### Source passage
============

Review Comment:
# Review: A comparison of object-triple mapping framework
## Guidelines
1. Overall Impression (0-100) ... higher is better
2. Decision: Accept, Minor Revision, Major Revision, Reject
3. This manuscript was submitted as 'Survey Article' and should be reviewed
along the following dimensions:
- (1) Suitability as introductory text, targeted at researchers, PhD students,
or practitioners, to get started on the covered topic.
- (2) How comprehensive and how balanced is the presentation and coverage.
- (3) Readability and clarity of the presentation.
- (4) Importance of the covered material to the broader Semantic Web
community
## Review
1. Overall Impression: 85
2. Decision: Accept
3. Detailed Review:
In their work, the authors present a comprehensive survey on existing triple-object mapping framework and compare them based on both a set of qualitative criteria and a performance benchmark. The article is motivated by the necessity of helping non-expert developers to work with Linked Data by allowing them to work according to the well-known object-oriented paradigm. Object-triple mapping (OTM) solutions allow for interacting with triple-based data in an object-oriented fashion. In their work, the authors aim to help developers to choose the most suitable OTM solution and hence, propose a comparison framework for such solutions.
After providing more background information and related work, the authors detail the aspects to be considered in the comparison of such OTM libraries. Therefore, they present and describe the qualitative criteria to assess the libraries as well as the criteria of a performance benchmark.
In the presentation of the libraries, the authors provide a brief introduction into the selected 12 libraries. The selection of these libraries is clearly motivated and it is also mentioned, why some libraries are omitted from the comparison. The main arguments for omitting a library are (1) long inactivity (5 years), (2) to non-open source code, or (3) bugs. All of the 12 libraries are compared according to the set of qualitative criteria, which are categorized in general, ontology-specific and mapping criteria.
The second comparison measure is a performance benchmark developed by the authors. In the benchmark, a selection of 5 libraries out of the 12 overall selected libraries are compared. The selection of these libraries is motivated by the authors' requirements for comparability in the performance benchmark. The requirements are that the libraries must be written in Java since the comparison framework is based on Java. Additionally, to provide a level playing field by requiring the libraries to implement the RDF4J API for data storage access. The performance is evaluated for 6 different types of operations: create, batch create, retrieve. retrieve all, update and delete. In the analysis, the execution time of these operations are compared. For these operations a certain number of instances are defined (e.g., a total of 600 instances in the create operation). However, it is unclear to me, how these numbers are determined. Furthermore, even though all operations use the same number of instance for all libraries, I would recommend an illustration of the throughput (instance/millisecond) or its inverse (milliseconds/instance) instead of the overall execution time. I believe this would provide a more intuitive understanding of the figures.

============

### Requirements
(a) List every type of operation the review says the performance benchmark evaluates.
(b) Please write the next part of the review of the object-triple mapping comparison, picking up after its final sentence.

### Dataset excerpt
============

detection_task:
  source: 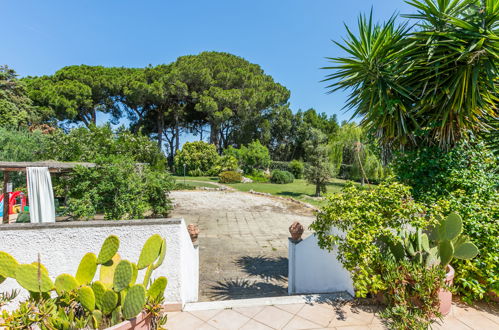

============

### Written answers
(a)
- create
- batch create
- retrieve
- retrieve all
- update
- delete

(b)
Finally, in the conclusion, the authors summarize the comparison framework presented in their work. Furthermore, the results of the performance benchmark are summarized. In my opinion, I think it would be also helpful to provide a summary of the qualitative criteria (e.g., how strongly do current solutions differ and which are the main differences). Moreover, it would be helpful if the authors provide a judgment on the importance of the performance benchmark in real-world applications. For instance, are the tested memory sizes an actual restriction in a real application and how important are the execution times compared to the qualitative criteria. This would improve the guidance for selecting a library.
Overall, the authors clearly outline their approach and the contributions of the article. The readability and presentation of the results are very clear and allows for easily following the authors' line of argument and train of thought. In my opinion, the article is very relevant to the Semantic Web community and especially helpful for practitioners. The work provides a helpful overview of available OTM libraries and provides a basis for an informed decision on the selection of one library for a given use case.
Additional minor comments:
- I suggest making it clear in the abstract that the performance benchmark merely considers a selection of Java-based OTM frameworks with support for the RDF4J API. These restrictions of the performance benchmark should also be mentioned in the contributions.
- I recommend to include a criterion on usability in the qualitative criteria since usability is a key factor in the motivation of the work. As a developer and non-expert in Linked Data, how does the usability of the libraries compare to those, which the developer is used to (e.g. popular object-relational mapping libraries).
- In the title the authors talk about comparing "frameworks", however in section 5 they compare "libraries". I would recommend to authors to use a single consistently or provide a clear separation between these terms.
- Since the comparison framework, especially the performance benchmark, will frequently need to be updated when new versions of the libraries or new libraries become available, it would help to have more information on the benchmark in the source code repository. This should include requirements and an installation guide for the benchmark as well as information on how the benchmark can be extended with new libraries.
Overall, I recommend accepting this submission.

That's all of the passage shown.